Filter the entries, keeping every line with the string "wood".

Extracted information section start

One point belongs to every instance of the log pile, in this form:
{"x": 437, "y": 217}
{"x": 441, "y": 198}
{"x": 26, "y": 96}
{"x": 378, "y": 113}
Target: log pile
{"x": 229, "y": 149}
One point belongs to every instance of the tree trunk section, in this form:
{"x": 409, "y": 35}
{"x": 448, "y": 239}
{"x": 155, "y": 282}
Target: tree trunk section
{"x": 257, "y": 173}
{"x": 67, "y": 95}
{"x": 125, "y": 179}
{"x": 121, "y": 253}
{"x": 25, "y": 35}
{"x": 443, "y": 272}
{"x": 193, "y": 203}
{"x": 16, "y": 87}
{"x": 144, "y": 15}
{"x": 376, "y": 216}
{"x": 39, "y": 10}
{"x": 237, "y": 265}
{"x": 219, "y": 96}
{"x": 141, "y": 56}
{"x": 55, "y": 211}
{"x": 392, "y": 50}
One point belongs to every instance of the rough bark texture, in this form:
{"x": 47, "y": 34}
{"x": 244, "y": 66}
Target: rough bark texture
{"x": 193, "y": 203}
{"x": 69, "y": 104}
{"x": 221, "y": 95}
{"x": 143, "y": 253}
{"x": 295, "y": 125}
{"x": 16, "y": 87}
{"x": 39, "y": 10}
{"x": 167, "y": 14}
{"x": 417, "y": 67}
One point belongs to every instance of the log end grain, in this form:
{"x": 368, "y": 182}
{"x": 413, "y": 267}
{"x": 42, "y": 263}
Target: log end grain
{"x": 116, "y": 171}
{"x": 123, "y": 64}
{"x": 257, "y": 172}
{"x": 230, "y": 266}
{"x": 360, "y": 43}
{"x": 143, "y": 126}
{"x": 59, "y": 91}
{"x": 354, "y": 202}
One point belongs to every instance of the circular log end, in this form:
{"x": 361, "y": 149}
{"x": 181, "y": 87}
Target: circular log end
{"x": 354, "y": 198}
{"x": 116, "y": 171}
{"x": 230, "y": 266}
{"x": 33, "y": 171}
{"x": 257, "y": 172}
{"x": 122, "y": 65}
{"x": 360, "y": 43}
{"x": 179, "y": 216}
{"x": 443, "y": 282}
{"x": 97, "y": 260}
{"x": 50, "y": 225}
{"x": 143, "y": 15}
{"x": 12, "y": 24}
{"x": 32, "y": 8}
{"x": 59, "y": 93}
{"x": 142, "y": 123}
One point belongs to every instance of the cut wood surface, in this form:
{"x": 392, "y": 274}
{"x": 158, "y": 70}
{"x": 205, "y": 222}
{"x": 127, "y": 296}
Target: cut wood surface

Extracted information section end

Response box:
One point belongs to every instance of the cut wood surface, in this form:
Target: cut wood surface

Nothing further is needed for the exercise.